ACTIVITY: Return the listing in full and exactly, but without a single picture.

DATA:
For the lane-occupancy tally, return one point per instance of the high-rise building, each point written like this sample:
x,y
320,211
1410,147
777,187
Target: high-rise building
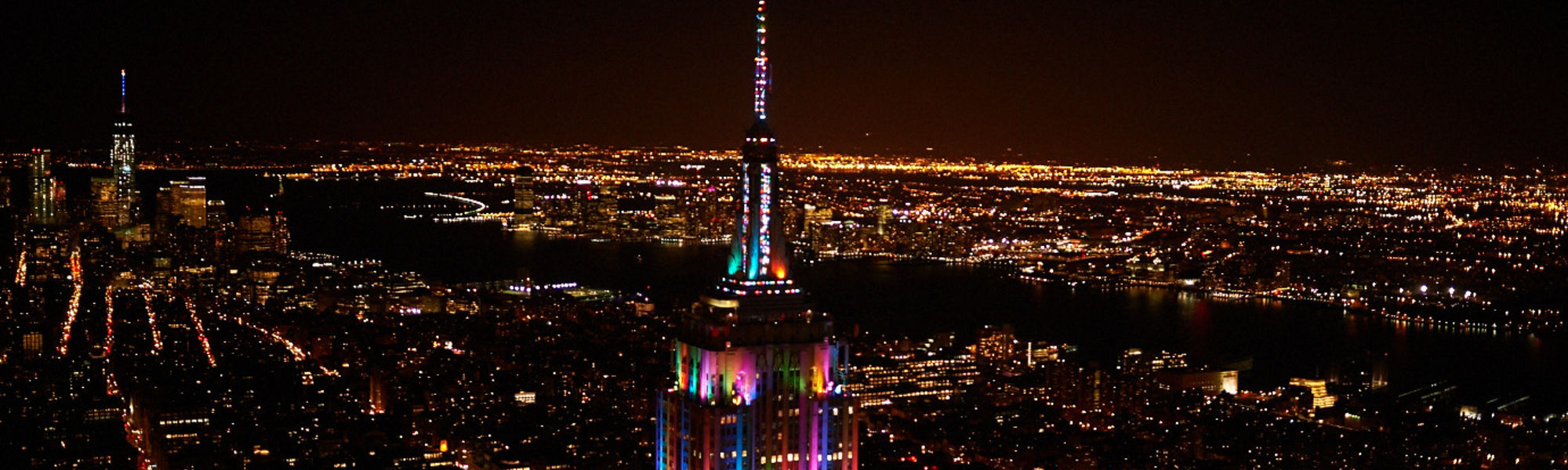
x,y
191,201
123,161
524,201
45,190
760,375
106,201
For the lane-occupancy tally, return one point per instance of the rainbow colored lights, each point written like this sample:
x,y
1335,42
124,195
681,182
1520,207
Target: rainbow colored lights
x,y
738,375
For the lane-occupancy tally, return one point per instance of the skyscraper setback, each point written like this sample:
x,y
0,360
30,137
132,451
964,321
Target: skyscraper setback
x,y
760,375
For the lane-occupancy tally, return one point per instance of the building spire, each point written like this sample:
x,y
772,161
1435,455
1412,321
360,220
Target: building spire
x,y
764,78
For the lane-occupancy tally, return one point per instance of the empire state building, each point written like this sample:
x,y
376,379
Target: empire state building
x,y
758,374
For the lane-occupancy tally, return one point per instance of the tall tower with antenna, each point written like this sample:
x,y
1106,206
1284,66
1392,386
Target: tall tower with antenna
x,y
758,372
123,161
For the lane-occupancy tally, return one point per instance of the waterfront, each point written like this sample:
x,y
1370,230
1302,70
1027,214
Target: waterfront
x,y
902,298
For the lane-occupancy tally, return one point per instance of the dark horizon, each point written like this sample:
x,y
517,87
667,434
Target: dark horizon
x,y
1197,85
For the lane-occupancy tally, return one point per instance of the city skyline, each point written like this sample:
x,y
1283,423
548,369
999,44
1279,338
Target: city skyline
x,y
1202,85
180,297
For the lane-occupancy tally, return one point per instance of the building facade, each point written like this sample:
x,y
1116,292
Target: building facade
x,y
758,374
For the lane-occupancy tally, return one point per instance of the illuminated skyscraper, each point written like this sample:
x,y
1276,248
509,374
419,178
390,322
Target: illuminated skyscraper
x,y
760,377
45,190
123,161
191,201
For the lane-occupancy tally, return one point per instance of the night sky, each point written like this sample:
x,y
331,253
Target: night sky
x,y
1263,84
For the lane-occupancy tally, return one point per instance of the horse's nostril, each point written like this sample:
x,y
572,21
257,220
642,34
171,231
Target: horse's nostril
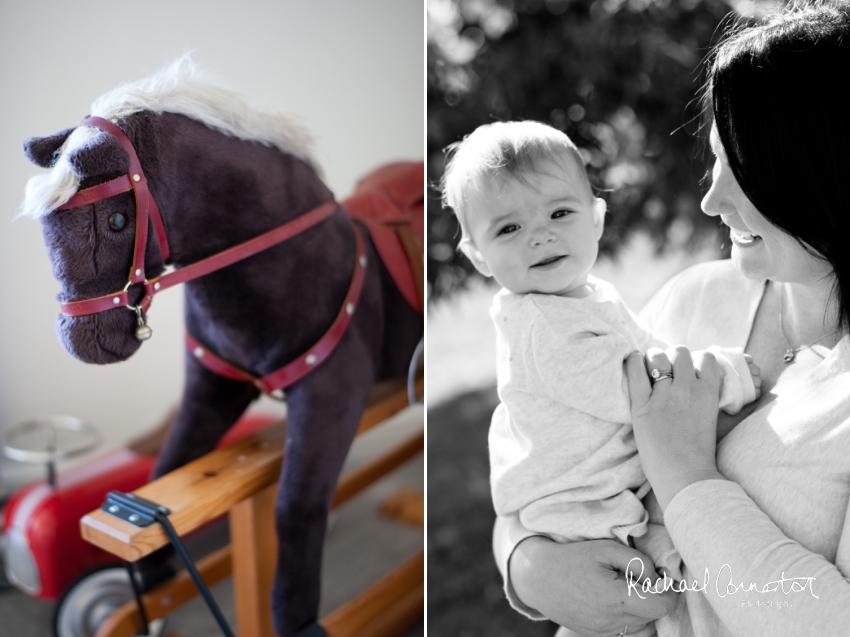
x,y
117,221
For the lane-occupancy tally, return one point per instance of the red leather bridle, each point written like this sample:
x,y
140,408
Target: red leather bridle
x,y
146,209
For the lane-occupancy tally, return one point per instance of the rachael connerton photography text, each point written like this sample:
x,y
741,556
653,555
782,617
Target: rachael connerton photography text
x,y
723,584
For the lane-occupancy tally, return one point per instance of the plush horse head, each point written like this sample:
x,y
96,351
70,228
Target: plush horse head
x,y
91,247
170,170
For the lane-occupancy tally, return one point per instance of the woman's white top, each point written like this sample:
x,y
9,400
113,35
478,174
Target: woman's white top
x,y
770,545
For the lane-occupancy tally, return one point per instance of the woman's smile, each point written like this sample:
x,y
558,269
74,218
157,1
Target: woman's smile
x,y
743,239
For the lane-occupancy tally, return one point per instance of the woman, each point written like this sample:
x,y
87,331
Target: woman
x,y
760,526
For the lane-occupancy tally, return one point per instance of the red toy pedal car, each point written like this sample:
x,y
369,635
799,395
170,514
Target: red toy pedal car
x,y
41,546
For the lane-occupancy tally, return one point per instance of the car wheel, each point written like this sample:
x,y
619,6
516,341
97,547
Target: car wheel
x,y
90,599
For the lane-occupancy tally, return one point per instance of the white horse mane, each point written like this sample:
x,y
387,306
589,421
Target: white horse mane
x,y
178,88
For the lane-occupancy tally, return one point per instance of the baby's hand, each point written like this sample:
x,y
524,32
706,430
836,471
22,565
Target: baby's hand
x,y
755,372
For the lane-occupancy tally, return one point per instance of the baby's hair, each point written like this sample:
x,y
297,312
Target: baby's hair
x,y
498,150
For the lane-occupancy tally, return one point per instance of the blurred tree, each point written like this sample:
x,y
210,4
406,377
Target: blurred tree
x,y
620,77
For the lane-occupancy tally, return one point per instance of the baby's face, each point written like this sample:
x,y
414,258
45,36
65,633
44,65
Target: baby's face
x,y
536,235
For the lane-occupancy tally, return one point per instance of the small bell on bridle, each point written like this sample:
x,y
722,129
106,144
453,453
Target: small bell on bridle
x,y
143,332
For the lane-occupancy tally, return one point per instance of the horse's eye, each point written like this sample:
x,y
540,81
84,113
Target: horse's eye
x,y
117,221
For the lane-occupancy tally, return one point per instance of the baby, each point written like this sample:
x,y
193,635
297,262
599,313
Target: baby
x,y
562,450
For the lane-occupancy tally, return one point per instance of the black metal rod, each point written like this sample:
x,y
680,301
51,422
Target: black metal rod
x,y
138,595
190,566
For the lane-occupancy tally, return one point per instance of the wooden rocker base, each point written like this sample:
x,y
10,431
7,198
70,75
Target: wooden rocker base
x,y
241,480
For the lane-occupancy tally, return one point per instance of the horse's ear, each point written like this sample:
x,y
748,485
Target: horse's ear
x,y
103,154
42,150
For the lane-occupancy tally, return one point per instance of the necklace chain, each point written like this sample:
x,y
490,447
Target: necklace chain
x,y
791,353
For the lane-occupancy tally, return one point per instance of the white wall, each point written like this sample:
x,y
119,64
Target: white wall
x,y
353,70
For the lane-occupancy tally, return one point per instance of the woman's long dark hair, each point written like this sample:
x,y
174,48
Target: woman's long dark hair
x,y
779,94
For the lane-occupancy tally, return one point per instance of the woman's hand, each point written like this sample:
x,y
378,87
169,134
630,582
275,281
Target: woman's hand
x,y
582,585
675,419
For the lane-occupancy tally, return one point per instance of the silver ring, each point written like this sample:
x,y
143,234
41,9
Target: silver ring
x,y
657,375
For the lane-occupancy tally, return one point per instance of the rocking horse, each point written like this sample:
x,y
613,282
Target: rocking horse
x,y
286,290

WRITTEN ANSWER:
For the lane-occupancy tally, return one point per instance of the high-rise building, each point written like this sample:
x,y
320,211
1410,147
777,187
Target: high-rise building
x,y
191,201
123,161
524,201
45,190
760,375
106,201
For the lane-occupancy tally, return one point per instance of the rainbow colored lights, each point written like this sample:
x,y
1335,42
124,195
681,182
1520,207
Target: rainbow colored lights
x,y
738,375
For the lane-occupancy tally, return one point per instance of the skyscraper setback, each point written like this sample:
x,y
0,360
30,137
132,451
964,321
Target: skyscraper setback
x,y
760,375
For the lane-occupancy tally, return one point per instance of the building spire, each point written like this sample:
x,y
772,161
1435,455
1412,321
360,220
Target: building spire
x,y
764,78
For the lane-occupancy tally, return one point per instance of the empire state building, each point written like this sample:
x,y
376,379
Target: empire state building
x,y
758,374
For the lane-occupancy tally, return one point per instance of the tall tower with antenna, each point written like this sample:
x,y
1106,206
1284,66
1392,386
Target: tall tower with antenna
x,y
758,372
123,161
For the lane-occupancy tally, return one point per instance of the waterfront, each point written like this sample:
x,y
1370,230
1302,70
1027,214
Target: waterfront
x,y
902,298
For the lane-occupancy tally, return one point per instance of the dark horizon, each point written like this sample:
x,y
517,87
667,434
Target: dark horizon
x,y
1197,85
For the lane-occupancy tally, return one point per instance of the city skyline, each point written like this sample:
x,y
1283,423
548,369
999,44
1279,338
Target: city skyline
x,y
1202,85
180,297
For the lane-occupancy tally, return one point per instance of the building facade, each point written like this sample:
x,y
1116,292
Target: building facade
x,y
758,374
For the lane-occupancy tally, return one point per instance of the illuminated skyscraper, each point written like this sample:
x,y
1276,248
509,374
419,178
390,322
Target: illuminated skyscraper
x,y
760,377
45,190
123,161
191,201
For the lane-occupancy tally, return one point per instance of the night sky, each point written like this sample:
x,y
331,253
Target: night sky
x,y
1263,84
For the lane-occupancy tally, return one point per instance of the horse's nostril, each point written like this sample:
x,y
572,21
257,220
642,34
171,231
Target: horse's nostril
x,y
117,221
For the lane-occupancy tally, return one point per instance of the red leather bridle, each point written like this sample:
x,y
140,408
Target: red leather bridle
x,y
146,209
For the lane-occupancy tally, return one point per instance of the rachael connerton photography text, each point written like this sample:
x,y
741,556
653,555
782,617
Target: rachael connerton photography text
x,y
723,584
For the lane-occupancy tally, return one point per instance of the plush horse head, each point written like this sample:
x,y
96,351
70,228
Target: plush horse head
x,y
91,247
170,170
For the lane-occupancy tally, return one point per instance of the woman's white top, each point written like this sample:
x,y
9,400
113,35
478,174
Target: woman's white top
x,y
770,545
For the lane-occupancy tally, return one point per instance of the woman's smile, each point written like this sample:
x,y
558,269
74,218
157,1
Target: woman's smile
x,y
743,239
For the lane-occupancy tally, return one point per instance of the woman, each point written like this sample:
x,y
87,331
Target: woman
x,y
760,526
For the lane-occupancy tally, return one point per instance of the red toy pedal car, each point written like this sample:
x,y
369,635
799,395
170,514
Target: red toy pedal car
x,y
41,546
For the lane-occupancy tally, return one point per instance of the car wheel, each point written like this sample:
x,y
619,6
516,341
97,547
Target: car wheel
x,y
90,599
For the lane-occupancy tally, return one point per instance of the white horse mane, each point written like this sample:
x,y
387,306
589,421
Target: white horse mane
x,y
178,88
For the lane-occupancy tally, return one point per instance of the baby's hand, each point written like this sample:
x,y
524,32
706,430
836,471
22,565
Target: baby's hand
x,y
755,372
For the lane-occupancy tally, return one point per instance of the baby's hair, each point written like this sample:
x,y
297,312
Target: baby's hair
x,y
498,150
For the lane-occupancy tally, return one point per instance of the blurred tree, each point written like this sample:
x,y
210,4
406,377
Target: blurred tree
x,y
620,77
For the lane-occupancy tally, return one point per instance of the baby's face, each point written like this sample:
x,y
414,258
45,36
65,633
44,65
Target: baby's face
x,y
536,235
For the lane-occupancy tally, return one point per instance of the small bell on bridle, each point written like this sample:
x,y
722,129
106,144
453,453
Target: small bell on bridle
x,y
143,332
For the lane-occupancy tally, return one point per instance of the horse's eye, each point written like this sample:
x,y
540,81
84,113
Target: horse's eye
x,y
117,221
For the lane-occupancy tally, return one point per instance of the baby, each point written like this sample:
x,y
193,635
297,262
599,313
Target: baby
x,y
562,450
For the lane-occupancy tally, return one point per instance of the black metal rod, each point written like this sample:
x,y
680,301
51,422
Target: black metal rod
x,y
138,595
190,566
For the lane-occupancy tally, return one point per instance of the wooden rocker base, each point written like this sample:
x,y
10,431
7,198
70,75
Target: wooden rocker base
x,y
241,480
For the lane-occupancy tally, return one point per instance of the horse's ear, each point written like this sample:
x,y
748,485
Target: horse's ear
x,y
103,154
42,150
For the lane-occupancy tally, return one point per instance of the necklace chain, each point written like this sample:
x,y
490,447
Target: necklace chain
x,y
791,353
For the lane-occupancy tally, return one point per instance of the white wall, each point written like this sample:
x,y
119,64
Target: white wall
x,y
353,70
For the lane-occupancy tally, return one point per instance of the woman's long dark hair, each point written like this sample:
x,y
174,48
Target: woman's long dark hair
x,y
779,94
For the lane-occupancy tally, return one point per instance of the woman's hand, each point written like this sample:
x,y
378,87
169,134
630,582
275,281
Target: woman's hand
x,y
582,585
675,419
For the lane-occupancy tally, return one point per instance of the silver ring, each point written like this sample:
x,y
143,234
41,9
Target: silver ring
x,y
657,375
For the lane-occupancy tally, return one point per instance of the rocking horse, each point written like this sample:
x,y
613,282
Target: rocking horse
x,y
286,290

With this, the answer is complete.